- _REQUIREMENTS_
Convert the rows below into a JSON list of strings, with one string for each line and blank lines left out.

○ ○ ○ ○ ○

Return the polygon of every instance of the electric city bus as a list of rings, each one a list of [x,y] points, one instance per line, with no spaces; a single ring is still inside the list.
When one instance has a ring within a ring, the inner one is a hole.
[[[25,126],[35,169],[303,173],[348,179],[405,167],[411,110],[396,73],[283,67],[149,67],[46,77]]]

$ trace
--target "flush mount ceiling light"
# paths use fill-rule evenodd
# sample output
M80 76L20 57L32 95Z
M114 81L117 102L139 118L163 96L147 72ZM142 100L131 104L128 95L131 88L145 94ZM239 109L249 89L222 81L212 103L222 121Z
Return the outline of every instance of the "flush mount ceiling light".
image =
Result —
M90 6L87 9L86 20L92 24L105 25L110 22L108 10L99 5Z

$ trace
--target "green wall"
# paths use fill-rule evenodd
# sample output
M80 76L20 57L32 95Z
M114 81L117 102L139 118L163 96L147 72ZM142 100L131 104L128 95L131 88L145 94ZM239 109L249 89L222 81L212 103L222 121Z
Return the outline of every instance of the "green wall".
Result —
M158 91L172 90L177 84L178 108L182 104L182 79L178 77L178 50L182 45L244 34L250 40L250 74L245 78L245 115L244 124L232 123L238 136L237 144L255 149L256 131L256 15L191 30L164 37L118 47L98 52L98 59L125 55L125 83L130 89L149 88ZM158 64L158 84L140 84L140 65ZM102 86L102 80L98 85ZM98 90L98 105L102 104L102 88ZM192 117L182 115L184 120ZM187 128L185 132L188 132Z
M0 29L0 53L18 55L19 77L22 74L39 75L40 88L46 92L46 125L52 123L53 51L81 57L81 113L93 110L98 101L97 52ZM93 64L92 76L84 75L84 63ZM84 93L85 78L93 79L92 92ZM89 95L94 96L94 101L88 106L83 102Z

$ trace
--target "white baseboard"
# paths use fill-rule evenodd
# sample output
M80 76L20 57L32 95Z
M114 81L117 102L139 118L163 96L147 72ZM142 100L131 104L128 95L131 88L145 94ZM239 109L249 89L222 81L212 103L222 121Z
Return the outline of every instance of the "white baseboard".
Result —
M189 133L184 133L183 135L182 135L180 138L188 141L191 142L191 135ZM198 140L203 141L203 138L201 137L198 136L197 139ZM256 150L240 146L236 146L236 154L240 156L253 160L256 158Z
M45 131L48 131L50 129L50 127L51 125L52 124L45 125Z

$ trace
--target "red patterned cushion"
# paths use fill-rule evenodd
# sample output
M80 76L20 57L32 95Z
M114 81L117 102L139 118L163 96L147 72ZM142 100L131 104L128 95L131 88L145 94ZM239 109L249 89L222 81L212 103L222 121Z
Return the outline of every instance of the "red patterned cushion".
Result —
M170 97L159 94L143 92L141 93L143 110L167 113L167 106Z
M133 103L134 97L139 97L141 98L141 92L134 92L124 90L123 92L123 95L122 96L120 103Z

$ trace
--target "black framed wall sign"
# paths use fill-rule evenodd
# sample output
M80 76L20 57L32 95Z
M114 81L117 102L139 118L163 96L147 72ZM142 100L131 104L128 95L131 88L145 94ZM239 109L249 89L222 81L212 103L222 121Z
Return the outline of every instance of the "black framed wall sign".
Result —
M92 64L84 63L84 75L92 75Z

○ ○ ○ ○ ○

- _WRITTEN ANSWER_
[
  "Return the polygon of every instance of the electric city bus as a list of rings, each one a list of [x,y] points, one instance per line, with no spaces; a single ring is still inside the list.",
  "When one instance has a ring within a ring, the inner one is a hole.",
  "[[[25,126],[35,169],[303,173],[348,179],[405,167],[411,110],[396,73],[283,67],[149,67],[46,77]]]",
  "$ trace",
  "--target \"flush mount ceiling light\"",
  "# paths use fill-rule evenodd",
  "# sample output",
  "M80 76L20 57L32 95Z",
  "M114 81L117 102L139 118L163 96L147 72ZM142 100L131 104L128 95L131 88L145 94ZM239 109L249 89L222 81L212 103L222 121Z",
  "Return the outline of every instance of the \"flush mount ceiling light\".",
  "image =",
  "Result —",
  "M90 6L87 9L86 20L92 24L105 25L110 22L108 10L99 5Z",
  "$ trace",
  "--target \"green wall\"",
  "# paths use fill-rule evenodd",
  "# sample output",
  "M80 76L20 57L32 95Z",
  "M114 81L117 102L139 118L163 96L147 72ZM142 100L131 104L128 95L131 88L145 94ZM239 109L249 89L222 81L212 103L222 121Z",
  "Return the outline of every instance of the \"green wall\".",
  "Result —",
  "M158 91L172 90L177 84L178 108L182 104L182 79L178 77L178 50L182 45L244 34L250 40L250 74L245 78L245 115L244 124L232 123L238 136L237 144L255 149L256 131L256 15L191 30L164 37L118 47L98 52L98 59L125 55L125 83L130 89L149 88ZM158 64L158 84L140 84L140 65ZM102 86L102 80L98 85ZM98 90L98 105L102 104L102 88ZM192 117L182 115L184 120ZM187 128L185 132L188 132Z",
  "M0 29L0 53L18 55L19 77L22 74L39 75L40 88L46 92L46 125L52 123L53 51L81 57L81 113L93 110L98 101L97 52ZM93 64L92 76L84 75L84 63ZM84 93L85 78L93 79L92 92ZM89 95L94 96L94 101L88 106L83 102Z",
  "$ trace",
  "--target \"white baseboard\"",
  "# paths use fill-rule evenodd",
  "# sample output",
  "M80 76L20 57L32 95Z",
  "M114 81L117 102L139 118L163 96L147 72ZM142 100L131 104L128 95L131 88L145 94ZM239 109L249 89L222 81L212 103L222 121Z",
  "Return the outline of every instance of the \"white baseboard\".",
  "Result —",
  "M189 133L184 133L183 135L182 135L180 138L188 141L191 142L191 135ZM198 140L203 141L203 138L201 137L198 136L197 139ZM256 150L240 146L236 146L236 154L240 156L253 160L256 158Z",
  "M45 131L48 131L50 129L50 127L51 125L52 124L45 125Z",
  "$ trace",
  "--target \"red patterned cushion\"",
  "# paths use fill-rule evenodd",
  "# sample output",
  "M80 76L20 57L32 95Z",
  "M114 81L117 102L139 118L163 96L147 72ZM142 100L131 104L128 95L131 88L145 94ZM239 109L249 89L222 81L212 103L222 121Z",
  "Return the outline of every instance of the \"red patterned cushion\".",
  "Result —",
  "M170 97L159 94L143 92L141 93L143 110L167 113L167 106Z",
  "M133 103L134 97L139 97L141 98L141 92L134 92L124 90L123 92L123 95L122 96L120 103Z",
  "$ trace",
  "--target \"black framed wall sign\"",
  "# paths use fill-rule evenodd",
  "# sample output",
  "M80 76L20 57L32 95Z",
  "M114 81L117 102L139 118L163 96L147 72ZM142 100L131 104L128 95L131 88L145 94ZM239 109L249 89L222 81L212 103L222 121Z",
  "Return the outline of every instance of the \"black framed wall sign\".",
  "Result —",
  "M92 64L84 63L84 75L92 75Z"
]